- What to work on: Rewrite the lines below, replacing "purple" with "violet" and leaving everything else unchanged. Omit the pictures.

- Source records:
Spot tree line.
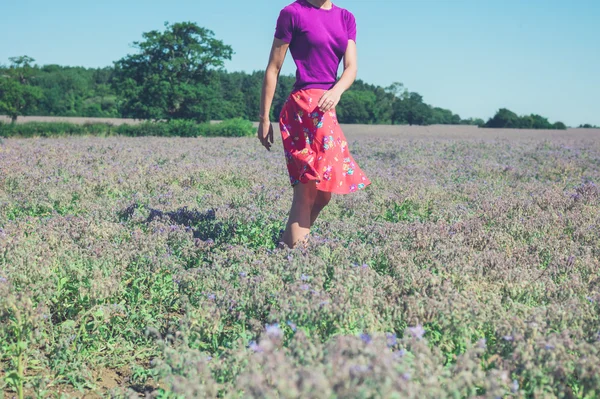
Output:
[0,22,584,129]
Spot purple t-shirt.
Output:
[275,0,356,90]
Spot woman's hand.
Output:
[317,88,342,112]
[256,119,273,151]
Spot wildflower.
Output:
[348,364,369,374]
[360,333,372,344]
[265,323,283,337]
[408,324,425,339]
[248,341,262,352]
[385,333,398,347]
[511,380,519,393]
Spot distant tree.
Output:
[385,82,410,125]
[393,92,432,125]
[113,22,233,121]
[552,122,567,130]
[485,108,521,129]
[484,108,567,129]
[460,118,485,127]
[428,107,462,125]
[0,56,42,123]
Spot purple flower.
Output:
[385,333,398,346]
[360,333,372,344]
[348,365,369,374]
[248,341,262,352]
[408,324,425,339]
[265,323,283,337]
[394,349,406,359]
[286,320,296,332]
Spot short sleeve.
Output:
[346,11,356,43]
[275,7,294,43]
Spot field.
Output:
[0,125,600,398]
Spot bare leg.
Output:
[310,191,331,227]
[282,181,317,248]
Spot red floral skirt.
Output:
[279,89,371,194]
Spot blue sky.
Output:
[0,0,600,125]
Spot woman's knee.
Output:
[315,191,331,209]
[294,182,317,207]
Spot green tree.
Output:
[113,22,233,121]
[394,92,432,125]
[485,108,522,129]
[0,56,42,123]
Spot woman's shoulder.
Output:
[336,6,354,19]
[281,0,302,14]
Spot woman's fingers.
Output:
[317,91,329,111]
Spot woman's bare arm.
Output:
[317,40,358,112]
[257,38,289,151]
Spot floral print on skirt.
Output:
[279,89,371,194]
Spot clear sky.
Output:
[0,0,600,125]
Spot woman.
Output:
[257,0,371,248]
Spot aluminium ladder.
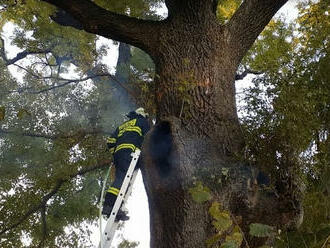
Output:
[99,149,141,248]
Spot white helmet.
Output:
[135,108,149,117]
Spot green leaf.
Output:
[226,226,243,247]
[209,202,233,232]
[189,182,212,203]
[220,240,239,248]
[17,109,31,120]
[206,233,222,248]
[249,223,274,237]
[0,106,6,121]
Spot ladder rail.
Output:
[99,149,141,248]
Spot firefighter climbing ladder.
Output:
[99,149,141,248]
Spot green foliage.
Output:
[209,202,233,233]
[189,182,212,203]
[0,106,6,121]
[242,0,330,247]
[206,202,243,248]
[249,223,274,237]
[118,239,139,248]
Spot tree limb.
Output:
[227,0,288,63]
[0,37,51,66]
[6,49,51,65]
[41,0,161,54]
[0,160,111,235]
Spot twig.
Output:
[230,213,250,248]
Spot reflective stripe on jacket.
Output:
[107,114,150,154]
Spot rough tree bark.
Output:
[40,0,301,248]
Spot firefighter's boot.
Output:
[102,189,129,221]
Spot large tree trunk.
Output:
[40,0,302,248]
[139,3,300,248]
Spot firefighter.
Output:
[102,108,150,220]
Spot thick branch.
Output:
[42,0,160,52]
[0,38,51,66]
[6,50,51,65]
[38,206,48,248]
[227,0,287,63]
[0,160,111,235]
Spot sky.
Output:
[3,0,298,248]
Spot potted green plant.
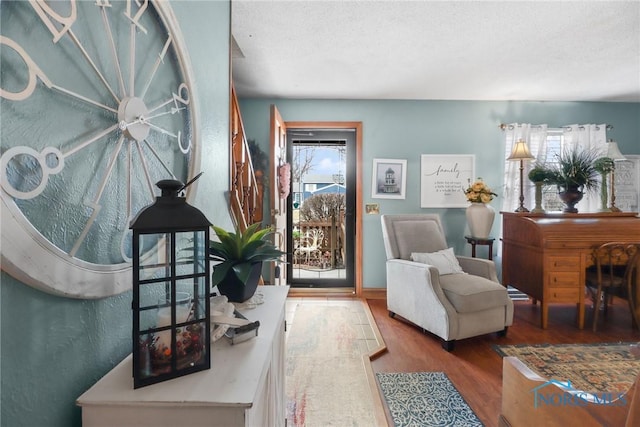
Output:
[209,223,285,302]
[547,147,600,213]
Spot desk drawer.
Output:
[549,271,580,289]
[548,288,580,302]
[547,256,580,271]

- Result of the exercise:
Spot tree line.
Output:
[0,22,584,129]
Spot violet t-shirt.
Output:
[275,0,356,90]
Spot woman's hand.
Output:
[317,88,342,112]
[256,119,273,151]
Spot wildflower.
Output:
[348,364,369,374]
[360,333,372,344]
[265,323,283,337]
[408,324,425,339]
[248,341,262,352]
[385,333,398,347]
[511,380,519,393]
Spot distant tree.
Output:
[385,82,410,125]
[393,92,432,125]
[113,22,233,121]
[552,122,567,130]
[485,108,521,129]
[484,108,567,129]
[460,118,485,127]
[428,107,462,125]
[0,56,42,123]
Spot violet flower.
Output:
[385,333,398,346]
[360,333,372,344]
[348,365,369,374]
[248,341,262,352]
[408,324,425,339]
[265,323,283,337]
[394,349,406,359]
[286,320,296,332]
Spot short sleeve.
Output:
[346,11,356,43]
[275,7,294,43]
Spot field.
Output:
[0,125,600,398]
Spot bare leg.
Output:
[310,191,331,227]
[282,181,317,248]
Spot red floral skirt.
Output:
[279,89,371,194]
Spot blue sky.
Output:
[0,0,600,125]
Spot woman's knee.
Output:
[315,191,331,209]
[294,182,317,207]
Spot green tree.
Output:
[113,22,233,121]
[394,92,432,125]
[485,108,522,129]
[0,56,42,123]
Spot woman's shoulder.
Output:
[336,6,354,19]
[281,0,302,14]
Spot woman's fingers.
Output:
[317,91,329,111]
Spot woman's bare arm.
Output:
[317,40,358,112]
[257,38,289,151]
Spot floral print on skirt.
Output:
[279,89,371,194]
Spot clear sky.
Output:
[0,0,600,125]
Spot woman.
Output:
[257,0,371,248]
Spot aluminium ladder.
Output:
[99,149,141,248]
Spot white helmet.
Output:
[135,108,149,117]
Spot green leaf.
Output:
[226,226,243,247]
[209,202,233,232]
[189,182,212,203]
[220,240,239,248]
[17,109,31,120]
[206,233,222,248]
[249,223,274,237]
[0,106,6,121]
Spot ladder rail.
Output:
[99,149,141,248]
Spot firefighter climbing ladder.
Output:
[99,149,141,248]
Spot green foliage.
Output:
[209,202,233,233]
[189,182,212,203]
[0,106,6,121]
[242,0,330,247]
[206,202,243,248]
[249,223,274,237]
[118,239,139,248]
Spot tree limb.
Output:
[227,0,288,63]
[0,37,51,66]
[6,49,51,65]
[41,0,161,54]
[0,160,111,235]
Spot twig.
Output:
[230,213,250,248]
Spot reflective stripe on jacket.
Output:
[107,114,150,154]
Spot rough tree bark.
Output:
[40,0,301,248]
Spot firefighter's boot.
Output:
[102,189,129,221]
Spot large tree trunk.
Output:
[40,0,302,248]
[139,3,300,248]
Spot firefighter.
Output:
[102,108,150,220]
Spot thick branch.
Output:
[42,0,160,52]
[0,38,51,66]
[6,50,51,65]
[38,206,48,248]
[227,0,287,63]
[0,160,111,235]
Spot sky.
Output:
[3,0,298,248]
Spot potted green plant.
Output:
[209,223,285,302]
[547,147,600,213]
Spot desk drawer.
Output:
[549,271,580,289]
[548,288,580,302]
[547,256,580,271]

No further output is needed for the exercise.